* _SHORT PROBLEM_: Transcribe the records exactly from the line with "Target: ceiling fan blade" to the end, both included.
-- START OF EXERCISE MATERIAL --
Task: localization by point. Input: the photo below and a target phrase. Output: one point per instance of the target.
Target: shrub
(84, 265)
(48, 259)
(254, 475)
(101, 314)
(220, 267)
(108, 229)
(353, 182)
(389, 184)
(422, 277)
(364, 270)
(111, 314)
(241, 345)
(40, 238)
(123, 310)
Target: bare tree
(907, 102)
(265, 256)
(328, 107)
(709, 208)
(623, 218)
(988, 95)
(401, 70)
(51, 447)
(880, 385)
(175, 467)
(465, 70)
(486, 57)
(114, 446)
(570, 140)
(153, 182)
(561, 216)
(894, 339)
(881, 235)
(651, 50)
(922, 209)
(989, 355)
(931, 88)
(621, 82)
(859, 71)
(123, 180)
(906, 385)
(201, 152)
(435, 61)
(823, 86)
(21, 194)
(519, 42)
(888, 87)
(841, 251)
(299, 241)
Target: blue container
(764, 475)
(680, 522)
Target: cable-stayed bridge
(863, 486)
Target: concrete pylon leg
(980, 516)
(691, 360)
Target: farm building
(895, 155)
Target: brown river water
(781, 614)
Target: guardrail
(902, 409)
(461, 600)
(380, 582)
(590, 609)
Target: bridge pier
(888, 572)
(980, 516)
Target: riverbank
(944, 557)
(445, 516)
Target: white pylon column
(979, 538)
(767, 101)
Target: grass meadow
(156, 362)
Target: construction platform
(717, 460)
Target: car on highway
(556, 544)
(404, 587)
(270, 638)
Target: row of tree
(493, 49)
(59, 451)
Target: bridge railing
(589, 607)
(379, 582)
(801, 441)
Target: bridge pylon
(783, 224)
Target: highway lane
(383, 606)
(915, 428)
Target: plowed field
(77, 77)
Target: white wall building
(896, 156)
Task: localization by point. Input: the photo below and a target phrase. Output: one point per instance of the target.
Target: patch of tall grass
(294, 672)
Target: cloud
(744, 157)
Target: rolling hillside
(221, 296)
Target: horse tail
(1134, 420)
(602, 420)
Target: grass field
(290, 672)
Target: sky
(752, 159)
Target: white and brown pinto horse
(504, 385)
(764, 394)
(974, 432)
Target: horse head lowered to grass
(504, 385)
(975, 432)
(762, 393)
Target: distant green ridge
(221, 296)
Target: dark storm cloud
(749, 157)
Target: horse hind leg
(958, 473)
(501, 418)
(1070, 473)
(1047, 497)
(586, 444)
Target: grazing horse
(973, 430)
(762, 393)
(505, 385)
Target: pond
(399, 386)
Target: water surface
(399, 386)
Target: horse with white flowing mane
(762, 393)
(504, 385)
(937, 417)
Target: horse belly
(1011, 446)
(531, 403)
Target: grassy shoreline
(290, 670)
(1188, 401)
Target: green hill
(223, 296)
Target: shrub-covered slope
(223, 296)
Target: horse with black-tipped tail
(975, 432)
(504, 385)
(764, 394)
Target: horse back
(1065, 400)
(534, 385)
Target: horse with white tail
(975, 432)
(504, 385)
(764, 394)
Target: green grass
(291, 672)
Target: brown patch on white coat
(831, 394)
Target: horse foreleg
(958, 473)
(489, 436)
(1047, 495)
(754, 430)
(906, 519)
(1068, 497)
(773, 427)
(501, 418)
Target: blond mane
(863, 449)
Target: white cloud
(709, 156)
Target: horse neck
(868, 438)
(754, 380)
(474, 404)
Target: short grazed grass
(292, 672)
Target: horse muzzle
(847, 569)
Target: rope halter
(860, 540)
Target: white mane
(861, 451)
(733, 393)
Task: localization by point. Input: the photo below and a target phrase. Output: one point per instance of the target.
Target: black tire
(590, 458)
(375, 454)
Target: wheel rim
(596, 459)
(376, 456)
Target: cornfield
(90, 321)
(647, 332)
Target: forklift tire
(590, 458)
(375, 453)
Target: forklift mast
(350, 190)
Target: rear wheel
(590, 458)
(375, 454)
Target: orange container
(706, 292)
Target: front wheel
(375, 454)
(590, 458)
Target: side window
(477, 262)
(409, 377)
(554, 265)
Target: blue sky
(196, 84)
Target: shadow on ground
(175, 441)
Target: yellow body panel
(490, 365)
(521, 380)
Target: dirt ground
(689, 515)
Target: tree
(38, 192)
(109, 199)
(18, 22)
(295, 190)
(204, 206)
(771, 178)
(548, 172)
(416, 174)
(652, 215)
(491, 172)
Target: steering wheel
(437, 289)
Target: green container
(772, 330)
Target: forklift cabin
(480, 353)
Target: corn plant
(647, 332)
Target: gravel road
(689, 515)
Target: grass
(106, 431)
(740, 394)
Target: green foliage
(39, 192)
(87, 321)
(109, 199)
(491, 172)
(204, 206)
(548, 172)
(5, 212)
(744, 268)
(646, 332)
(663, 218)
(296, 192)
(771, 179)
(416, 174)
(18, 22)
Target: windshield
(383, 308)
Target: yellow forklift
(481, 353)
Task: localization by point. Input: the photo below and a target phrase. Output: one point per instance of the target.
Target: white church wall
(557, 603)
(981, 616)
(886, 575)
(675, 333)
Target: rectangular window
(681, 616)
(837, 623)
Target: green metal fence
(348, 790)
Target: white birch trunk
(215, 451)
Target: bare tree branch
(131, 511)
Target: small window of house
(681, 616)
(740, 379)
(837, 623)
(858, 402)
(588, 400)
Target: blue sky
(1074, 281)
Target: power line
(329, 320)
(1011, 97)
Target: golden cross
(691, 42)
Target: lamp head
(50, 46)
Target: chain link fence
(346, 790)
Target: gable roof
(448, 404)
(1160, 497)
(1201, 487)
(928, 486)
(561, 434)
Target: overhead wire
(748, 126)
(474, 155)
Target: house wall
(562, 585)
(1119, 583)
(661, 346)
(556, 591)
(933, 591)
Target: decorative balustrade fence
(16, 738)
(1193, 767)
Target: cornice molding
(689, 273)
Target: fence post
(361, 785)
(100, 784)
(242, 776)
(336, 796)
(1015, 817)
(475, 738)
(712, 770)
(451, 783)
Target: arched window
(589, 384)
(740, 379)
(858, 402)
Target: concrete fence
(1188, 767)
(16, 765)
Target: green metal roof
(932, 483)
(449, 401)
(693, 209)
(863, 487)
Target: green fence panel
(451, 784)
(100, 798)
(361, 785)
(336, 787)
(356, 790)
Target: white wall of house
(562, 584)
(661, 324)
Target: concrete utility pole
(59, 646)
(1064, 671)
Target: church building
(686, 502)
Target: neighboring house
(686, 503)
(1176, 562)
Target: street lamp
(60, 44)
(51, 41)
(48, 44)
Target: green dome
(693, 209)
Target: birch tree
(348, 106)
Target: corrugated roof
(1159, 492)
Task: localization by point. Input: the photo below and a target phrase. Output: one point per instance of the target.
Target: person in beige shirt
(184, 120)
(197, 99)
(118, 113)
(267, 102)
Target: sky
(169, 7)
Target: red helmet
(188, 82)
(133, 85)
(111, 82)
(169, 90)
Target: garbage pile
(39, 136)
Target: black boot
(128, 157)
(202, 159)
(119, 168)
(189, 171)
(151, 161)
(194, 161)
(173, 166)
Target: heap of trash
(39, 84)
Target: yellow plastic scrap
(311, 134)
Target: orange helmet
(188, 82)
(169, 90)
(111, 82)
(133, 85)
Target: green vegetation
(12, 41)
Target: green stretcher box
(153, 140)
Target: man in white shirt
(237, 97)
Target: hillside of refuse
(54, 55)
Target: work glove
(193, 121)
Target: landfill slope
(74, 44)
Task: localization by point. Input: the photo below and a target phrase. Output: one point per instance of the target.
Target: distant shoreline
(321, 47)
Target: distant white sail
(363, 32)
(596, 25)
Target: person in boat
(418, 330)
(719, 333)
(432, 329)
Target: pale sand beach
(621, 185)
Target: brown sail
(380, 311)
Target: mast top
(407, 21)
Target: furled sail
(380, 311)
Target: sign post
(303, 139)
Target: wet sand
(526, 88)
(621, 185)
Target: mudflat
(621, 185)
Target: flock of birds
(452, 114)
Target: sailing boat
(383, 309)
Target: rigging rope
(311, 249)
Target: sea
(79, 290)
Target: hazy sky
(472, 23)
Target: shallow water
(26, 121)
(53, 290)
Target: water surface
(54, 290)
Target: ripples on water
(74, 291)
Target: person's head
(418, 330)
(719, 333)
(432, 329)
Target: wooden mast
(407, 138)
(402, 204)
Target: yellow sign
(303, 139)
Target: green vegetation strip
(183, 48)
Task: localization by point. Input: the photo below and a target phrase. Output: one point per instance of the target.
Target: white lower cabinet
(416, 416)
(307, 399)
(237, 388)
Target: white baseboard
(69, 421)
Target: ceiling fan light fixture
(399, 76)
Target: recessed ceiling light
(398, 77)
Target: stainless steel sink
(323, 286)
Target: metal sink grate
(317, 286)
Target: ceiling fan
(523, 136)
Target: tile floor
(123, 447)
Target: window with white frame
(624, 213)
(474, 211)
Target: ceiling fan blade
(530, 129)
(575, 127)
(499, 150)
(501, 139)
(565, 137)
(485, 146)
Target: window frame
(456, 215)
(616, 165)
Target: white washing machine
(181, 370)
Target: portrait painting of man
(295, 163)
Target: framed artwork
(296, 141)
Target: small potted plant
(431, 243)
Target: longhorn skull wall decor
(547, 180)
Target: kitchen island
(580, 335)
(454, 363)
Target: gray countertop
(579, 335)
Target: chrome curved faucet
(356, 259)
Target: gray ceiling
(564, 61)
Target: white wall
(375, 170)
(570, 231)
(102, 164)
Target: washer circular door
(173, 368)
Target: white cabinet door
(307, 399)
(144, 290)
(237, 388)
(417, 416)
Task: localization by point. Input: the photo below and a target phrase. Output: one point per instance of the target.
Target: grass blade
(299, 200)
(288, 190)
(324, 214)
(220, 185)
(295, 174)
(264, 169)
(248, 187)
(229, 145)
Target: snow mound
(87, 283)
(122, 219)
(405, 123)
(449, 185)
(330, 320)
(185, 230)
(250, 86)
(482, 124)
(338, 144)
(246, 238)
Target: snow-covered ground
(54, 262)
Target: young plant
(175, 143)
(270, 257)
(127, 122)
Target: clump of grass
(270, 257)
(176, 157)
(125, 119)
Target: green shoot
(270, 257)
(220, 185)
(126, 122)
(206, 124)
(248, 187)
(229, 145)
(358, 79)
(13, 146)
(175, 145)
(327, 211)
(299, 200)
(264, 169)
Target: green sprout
-- END OF EXERCISE MATERIAL --
* _FINISHED EXERCISE_:
Target: ceiling fan blade
(530, 129)
(575, 127)
(499, 150)
(501, 139)
(565, 137)
(485, 146)
Target: window frame
(456, 215)
(616, 165)
Target: white washing machine
(181, 370)
Target: portrait painting of man
(295, 163)
Target: framed artwork
(296, 141)
Target: small potted plant
(431, 243)
Target: longhorn skull wall decor
(547, 180)
Target: kitchen island
(580, 335)
(454, 363)
Target: gray countertop
(579, 335)
Target: chrome curved faucet
(356, 259)
Target: gray ceiling
(564, 61)
Target: white wall
(375, 170)
(570, 231)
(102, 164)
Target: washer circular door
(173, 368)
Target: white cabinet door
(307, 399)
(144, 290)
(237, 388)
(417, 416)
Task: localization by point. Input: the photo below and a target phrase. Output: one point per instance of the target.
Target: grass blade
(299, 200)
(288, 190)
(324, 214)
(220, 185)
(295, 174)
(264, 169)
(248, 187)
(229, 145)
Target: snow mound
(87, 283)
(122, 219)
(405, 123)
(449, 185)
(330, 320)
(185, 230)
(250, 86)
(482, 124)
(338, 144)
(246, 238)
Target: snow-covered ground
(54, 262)
Target: young plant
(175, 143)
(270, 257)
(127, 122)
Target: clump of grass
(270, 257)
(176, 157)
(125, 119)
Target: green shoot
(270, 257)
(220, 185)
(126, 122)
(206, 124)
(248, 187)
(229, 145)
(358, 79)
(13, 146)
(175, 145)
(327, 211)
(299, 200)
(264, 169)
Target: green sprout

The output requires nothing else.